Tips for September 2002: 

 Sometimes I get stalled by having to write so many damn sentences.  Just for today, write fragments, and only fragments, connected or not.  Give yourself the freedom to roam the possibilities even if what you're working on is well underway.  Names, dates, phrases, titles of unwritten books, inventories of closets or dresser drawers, misremembered quotations, random character traits, lines of dialogue, sketches of neighborhoods or room interiors or family trees -- anything goes.  Think of it as a joyride and make it last until the writing cops finally pull you over. 

Tips for August 2002: 

 Two jumpstarts for the summer doldrums:

1.  Think of two objects that are seemingly unconnected -- a house for sale and a model plane; a storm drain and an office window; a mantel clock and a yellow slicker -- and make a connection.  Any connection at all, no matter how vague, will get something going.

2.  Write in the voice of a person talking as fast as he can.  Why is he in such a hurry?

Tips for July 2002: 

 My apologies to those of you who looked in vain for a June writing tip -- I was, ahem, in Italy, meeting the translator for one of my novels.  Needless to say, I adore her: she's the only other person on the planet who worried over every single word of my book.

Which brings me to this month's writing tip.  Address yourself to something that is more or less finished, and select one small part of it -- a paragraph, a scene, even a sentence.  Worry over it.  Think rhythm, think syntax, think clarity...   Pretend you've just translated it from another language.  Do the words say what you truly mean for them to say?  Is the passage worth reading, even out of context?  Are the words themselves engaging, interesting?  You'll feel really good afterward, knowing you've replaced a so-so passage with something that sings. 

Usage tip: Never say "Between you and I...."  I hear this everywhere lately, a veritable epidemic!  The correct usage is "Between you and me...."    

If "between you and me" sounds wrong to you, then you're probably committing the same error in other contexts.  For example, "She gave the dog to Bob and I" is wrong.  The problem is a confusion between the nominative and objective case, but you don't have to think of it that way.  Instead, look at the sentence logically.   You would never say "She gave the dog to I," right?  Of course not.  Therefore, you would never say "She gave the dog to Bob and I."  You would say, correctly, "She gave the dog to Bob and me."  Then you might continue on, correctly, by saying, "She also took Mary and me to the movies.  When we got to the theater, the ticket guy gave her and me half-price tickets."  If these examples sound wrong to you, recite the sentences your way (using "I" instead of "me"), only omit the other person: "She gave the dog to I. Then she took I to the movies.  The ticket guy gave I half-price tickets."  See how nutty that sounds?  It's a foolproof trick that ensures you'll  never make a case error again.

────────────────

▸ Exercise task 1: According to the writing tips, why was there no June tip?
▸ Exercise task 2: Translate this sentence from the writing tips into Spanish: "Any connection at all, no matter how vague, will get something going."
▸ Exercise task 3: Write out the part of the writing tips starting at "My apologies to" and ending at "something that sings.".

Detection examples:
────────────────

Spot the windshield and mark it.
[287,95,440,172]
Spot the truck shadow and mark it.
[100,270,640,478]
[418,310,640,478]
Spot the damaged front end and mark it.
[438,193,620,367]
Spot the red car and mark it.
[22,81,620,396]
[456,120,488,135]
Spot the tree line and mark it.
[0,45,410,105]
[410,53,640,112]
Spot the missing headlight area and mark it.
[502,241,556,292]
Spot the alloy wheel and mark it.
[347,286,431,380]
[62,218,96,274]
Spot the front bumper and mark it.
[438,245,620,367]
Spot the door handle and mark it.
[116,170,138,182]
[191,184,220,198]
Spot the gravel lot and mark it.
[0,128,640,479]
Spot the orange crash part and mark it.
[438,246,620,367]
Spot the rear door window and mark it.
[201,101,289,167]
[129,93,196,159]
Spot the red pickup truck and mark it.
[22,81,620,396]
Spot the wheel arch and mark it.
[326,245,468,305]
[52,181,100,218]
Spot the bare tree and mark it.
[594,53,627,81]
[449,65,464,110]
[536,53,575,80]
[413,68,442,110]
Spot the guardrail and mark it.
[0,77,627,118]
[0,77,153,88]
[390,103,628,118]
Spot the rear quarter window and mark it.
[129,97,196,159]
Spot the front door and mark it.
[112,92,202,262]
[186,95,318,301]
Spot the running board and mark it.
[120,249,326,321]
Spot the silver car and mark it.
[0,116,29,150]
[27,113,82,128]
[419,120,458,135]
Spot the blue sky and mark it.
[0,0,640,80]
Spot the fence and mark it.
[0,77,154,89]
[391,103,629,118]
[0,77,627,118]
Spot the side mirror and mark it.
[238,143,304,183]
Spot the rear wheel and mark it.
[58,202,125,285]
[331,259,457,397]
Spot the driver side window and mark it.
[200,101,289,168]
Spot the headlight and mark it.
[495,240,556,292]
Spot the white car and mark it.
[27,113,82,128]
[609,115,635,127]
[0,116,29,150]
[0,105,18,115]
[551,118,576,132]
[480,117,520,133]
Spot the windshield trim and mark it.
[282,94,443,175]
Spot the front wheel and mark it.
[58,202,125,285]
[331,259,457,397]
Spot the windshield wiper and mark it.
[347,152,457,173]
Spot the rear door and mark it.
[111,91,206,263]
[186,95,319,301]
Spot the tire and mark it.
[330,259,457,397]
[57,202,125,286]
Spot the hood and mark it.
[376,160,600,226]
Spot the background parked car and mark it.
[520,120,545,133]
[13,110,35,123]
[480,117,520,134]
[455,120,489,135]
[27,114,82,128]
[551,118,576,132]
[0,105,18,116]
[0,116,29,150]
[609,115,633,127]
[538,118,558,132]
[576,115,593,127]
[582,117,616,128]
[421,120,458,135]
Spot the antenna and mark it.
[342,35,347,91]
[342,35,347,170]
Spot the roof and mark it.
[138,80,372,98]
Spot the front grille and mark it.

────────────────

▸ Output 1: The writer was in Italy, meeting the translator for one of the writer's novels.

▸ Output 2: Cualquier conexión, por vaga que sea, pondrá algo en marcha.

▸ Output 3:
My apologies to those of you who looked in vain for a June writing tip -- I was, ahem, in Italy, meeting the translator for one of my novels.  Needless to say, I adore her: she's the only other person on the planet who worried over every single word of my book.

Which brings me to this month's writing tip.  Address yourself to something that is more or less finished, and select one small part of it -- a paragraph, a scene, even a sentence.  Worry over it.  Think rhythm, think syntax, think clarity...   Pretend you've just translated it from another language.  Do the words say what you truly mean for them to say?  Is the passage worth reading, even out of context?  Are the words themselves engaging, interesting?  You'll feel really good afterward, knowing you've replaced a so-so passage with something that sings.